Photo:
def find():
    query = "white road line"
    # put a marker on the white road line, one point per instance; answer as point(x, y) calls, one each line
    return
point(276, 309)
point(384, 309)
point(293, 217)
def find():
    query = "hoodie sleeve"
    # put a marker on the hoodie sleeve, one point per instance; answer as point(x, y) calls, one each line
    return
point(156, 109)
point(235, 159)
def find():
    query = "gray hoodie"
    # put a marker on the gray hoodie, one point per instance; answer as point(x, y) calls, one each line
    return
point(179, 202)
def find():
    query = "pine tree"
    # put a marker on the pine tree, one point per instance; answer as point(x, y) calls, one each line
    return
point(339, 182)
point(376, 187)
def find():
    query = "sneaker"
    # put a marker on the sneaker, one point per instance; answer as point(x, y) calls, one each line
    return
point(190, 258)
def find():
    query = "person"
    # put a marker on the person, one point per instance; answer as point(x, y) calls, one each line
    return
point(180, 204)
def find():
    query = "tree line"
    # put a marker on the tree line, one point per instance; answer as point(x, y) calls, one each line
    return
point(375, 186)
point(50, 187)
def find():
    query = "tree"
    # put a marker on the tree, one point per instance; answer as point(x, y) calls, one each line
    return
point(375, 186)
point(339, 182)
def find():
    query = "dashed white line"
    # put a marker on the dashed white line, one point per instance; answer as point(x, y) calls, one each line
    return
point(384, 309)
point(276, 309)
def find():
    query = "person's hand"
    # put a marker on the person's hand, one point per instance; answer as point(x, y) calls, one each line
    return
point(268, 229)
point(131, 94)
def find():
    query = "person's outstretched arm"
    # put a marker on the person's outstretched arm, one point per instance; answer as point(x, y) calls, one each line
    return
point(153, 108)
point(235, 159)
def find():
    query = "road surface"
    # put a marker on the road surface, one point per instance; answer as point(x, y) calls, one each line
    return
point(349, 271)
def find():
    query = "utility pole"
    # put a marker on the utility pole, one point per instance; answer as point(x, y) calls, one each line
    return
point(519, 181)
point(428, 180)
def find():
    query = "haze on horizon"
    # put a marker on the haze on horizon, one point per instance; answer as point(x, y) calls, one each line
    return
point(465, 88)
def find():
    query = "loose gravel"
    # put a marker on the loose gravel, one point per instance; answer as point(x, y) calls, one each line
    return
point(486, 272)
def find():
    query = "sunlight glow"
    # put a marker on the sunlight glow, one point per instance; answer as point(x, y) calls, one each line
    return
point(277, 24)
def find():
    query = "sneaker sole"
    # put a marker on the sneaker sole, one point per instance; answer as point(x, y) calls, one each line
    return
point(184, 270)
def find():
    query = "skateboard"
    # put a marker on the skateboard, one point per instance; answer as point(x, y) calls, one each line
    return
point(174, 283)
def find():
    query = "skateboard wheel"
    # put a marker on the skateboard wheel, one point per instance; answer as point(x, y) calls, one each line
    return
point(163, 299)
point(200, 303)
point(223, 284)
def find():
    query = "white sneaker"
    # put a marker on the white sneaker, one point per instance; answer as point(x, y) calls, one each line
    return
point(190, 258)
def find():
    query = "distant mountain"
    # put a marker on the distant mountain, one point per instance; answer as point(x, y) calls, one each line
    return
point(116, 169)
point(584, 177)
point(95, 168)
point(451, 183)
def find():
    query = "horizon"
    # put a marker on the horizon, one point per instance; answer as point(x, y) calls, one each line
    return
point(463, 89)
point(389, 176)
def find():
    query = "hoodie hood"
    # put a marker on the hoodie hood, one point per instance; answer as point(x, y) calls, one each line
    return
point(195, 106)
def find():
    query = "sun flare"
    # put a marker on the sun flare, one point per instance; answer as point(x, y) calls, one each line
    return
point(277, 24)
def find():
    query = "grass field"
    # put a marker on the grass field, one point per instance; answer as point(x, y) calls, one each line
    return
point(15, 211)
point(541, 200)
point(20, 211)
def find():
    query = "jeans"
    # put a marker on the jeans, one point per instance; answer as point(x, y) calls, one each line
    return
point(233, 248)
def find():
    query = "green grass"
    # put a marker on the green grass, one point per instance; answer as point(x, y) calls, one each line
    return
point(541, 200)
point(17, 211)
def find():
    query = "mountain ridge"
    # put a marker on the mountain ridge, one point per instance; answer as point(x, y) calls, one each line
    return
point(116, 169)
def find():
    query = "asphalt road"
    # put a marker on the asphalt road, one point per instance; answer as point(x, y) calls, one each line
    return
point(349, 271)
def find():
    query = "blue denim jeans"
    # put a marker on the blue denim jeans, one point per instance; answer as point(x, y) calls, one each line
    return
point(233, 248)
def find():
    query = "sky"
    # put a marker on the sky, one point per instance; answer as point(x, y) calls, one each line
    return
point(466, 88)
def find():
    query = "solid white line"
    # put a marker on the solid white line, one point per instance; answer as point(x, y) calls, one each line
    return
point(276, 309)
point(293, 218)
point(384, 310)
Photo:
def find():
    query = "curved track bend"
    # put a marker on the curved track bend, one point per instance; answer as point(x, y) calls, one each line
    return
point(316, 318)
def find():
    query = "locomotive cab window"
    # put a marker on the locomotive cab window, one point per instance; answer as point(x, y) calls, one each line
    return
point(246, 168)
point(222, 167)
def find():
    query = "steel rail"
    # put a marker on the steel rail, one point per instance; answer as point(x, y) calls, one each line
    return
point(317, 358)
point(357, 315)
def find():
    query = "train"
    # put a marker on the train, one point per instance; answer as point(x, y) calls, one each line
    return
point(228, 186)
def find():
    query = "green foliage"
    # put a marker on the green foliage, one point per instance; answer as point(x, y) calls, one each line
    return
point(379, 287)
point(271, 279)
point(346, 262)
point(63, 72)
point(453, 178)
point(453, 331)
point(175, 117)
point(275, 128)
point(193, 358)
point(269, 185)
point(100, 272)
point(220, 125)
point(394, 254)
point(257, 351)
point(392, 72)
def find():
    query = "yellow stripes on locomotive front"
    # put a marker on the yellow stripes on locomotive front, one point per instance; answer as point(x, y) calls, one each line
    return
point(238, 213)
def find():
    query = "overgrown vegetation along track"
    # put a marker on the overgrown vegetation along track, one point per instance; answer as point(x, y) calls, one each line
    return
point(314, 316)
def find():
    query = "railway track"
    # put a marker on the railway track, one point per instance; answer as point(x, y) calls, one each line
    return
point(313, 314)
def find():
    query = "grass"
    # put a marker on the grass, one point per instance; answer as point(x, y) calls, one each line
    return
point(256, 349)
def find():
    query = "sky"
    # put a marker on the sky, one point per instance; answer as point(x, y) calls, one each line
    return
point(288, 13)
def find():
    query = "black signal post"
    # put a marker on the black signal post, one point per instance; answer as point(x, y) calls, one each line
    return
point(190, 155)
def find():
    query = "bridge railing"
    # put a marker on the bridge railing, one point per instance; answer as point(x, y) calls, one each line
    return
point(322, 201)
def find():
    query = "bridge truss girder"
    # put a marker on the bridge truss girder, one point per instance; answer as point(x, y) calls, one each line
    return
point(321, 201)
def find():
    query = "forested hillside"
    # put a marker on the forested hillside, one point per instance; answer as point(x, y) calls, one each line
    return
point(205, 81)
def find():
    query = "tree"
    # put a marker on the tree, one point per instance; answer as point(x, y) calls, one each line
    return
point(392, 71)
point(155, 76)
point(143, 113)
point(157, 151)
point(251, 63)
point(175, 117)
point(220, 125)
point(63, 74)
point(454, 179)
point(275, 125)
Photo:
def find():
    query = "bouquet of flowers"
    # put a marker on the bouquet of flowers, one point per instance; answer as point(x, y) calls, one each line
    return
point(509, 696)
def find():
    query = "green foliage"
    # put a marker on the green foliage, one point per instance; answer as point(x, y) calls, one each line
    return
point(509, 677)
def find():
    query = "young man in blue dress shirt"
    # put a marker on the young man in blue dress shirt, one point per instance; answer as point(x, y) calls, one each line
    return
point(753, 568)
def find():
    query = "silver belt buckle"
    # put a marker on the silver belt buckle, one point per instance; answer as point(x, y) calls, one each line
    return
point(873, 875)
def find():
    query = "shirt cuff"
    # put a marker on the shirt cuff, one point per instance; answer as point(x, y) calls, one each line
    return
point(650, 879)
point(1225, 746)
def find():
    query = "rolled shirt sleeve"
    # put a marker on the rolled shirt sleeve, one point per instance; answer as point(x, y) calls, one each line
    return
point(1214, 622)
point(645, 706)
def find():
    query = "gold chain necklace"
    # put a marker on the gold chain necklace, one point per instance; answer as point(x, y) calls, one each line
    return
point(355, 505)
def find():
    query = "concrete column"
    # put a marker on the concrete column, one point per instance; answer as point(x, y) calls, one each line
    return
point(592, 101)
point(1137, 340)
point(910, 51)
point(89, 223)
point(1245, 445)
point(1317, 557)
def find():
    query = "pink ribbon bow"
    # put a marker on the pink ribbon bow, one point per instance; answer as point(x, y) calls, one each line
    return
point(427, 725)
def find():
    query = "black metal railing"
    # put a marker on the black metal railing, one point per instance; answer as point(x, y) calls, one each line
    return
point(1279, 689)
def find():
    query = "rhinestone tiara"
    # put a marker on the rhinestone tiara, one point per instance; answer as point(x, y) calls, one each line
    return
- - - -
## What this task involves
Search the listing for "young" and copy each line holding it.

## Solution to this exercise
    query = "young man in blue dress shirt"
    # put a marker on the young man in blue dress shirt, one point per instance; answer as point(x, y) calls, one each line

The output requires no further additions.